[Data records]

★ ★ ★ ★ ★ ★ ★

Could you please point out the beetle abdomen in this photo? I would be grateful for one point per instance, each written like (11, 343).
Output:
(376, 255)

★ ★ ★ ★ ★ ★ ★

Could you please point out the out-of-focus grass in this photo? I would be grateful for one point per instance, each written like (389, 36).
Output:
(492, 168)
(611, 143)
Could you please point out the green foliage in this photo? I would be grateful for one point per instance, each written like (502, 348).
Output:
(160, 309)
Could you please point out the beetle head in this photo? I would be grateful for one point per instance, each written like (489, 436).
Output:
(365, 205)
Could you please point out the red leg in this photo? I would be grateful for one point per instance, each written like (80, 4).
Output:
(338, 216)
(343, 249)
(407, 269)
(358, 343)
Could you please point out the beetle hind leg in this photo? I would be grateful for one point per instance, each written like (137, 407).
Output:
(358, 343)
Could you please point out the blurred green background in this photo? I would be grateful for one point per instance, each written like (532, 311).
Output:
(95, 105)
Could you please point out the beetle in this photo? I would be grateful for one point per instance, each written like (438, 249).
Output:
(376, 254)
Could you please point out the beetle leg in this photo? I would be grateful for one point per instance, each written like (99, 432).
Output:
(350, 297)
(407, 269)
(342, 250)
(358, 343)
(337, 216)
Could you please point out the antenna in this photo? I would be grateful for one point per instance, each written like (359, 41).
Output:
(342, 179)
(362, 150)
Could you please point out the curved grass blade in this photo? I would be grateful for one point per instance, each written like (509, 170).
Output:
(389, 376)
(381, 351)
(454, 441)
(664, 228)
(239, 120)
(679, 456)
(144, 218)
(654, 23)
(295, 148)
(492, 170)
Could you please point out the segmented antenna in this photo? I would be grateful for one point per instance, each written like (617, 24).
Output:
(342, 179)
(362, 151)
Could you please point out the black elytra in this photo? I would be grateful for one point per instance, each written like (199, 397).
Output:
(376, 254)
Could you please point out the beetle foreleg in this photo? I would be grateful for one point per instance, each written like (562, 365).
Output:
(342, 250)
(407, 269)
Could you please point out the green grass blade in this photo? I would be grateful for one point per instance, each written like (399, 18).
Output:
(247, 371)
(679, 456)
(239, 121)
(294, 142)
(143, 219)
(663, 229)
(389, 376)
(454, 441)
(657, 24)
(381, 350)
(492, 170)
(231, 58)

★ ★ ★ ★ ★ ★ ★

[What needs to be done] Could you return all lines from the records that include the word "blade"?

[Result for this exercise]
Could you please point out the curved grass blade in this photo? I would be grateful for one point per instance, each written like (509, 170).
Could you please point out the green grass blade in this photo? I would be grateful for one point per instance, each written like (399, 18).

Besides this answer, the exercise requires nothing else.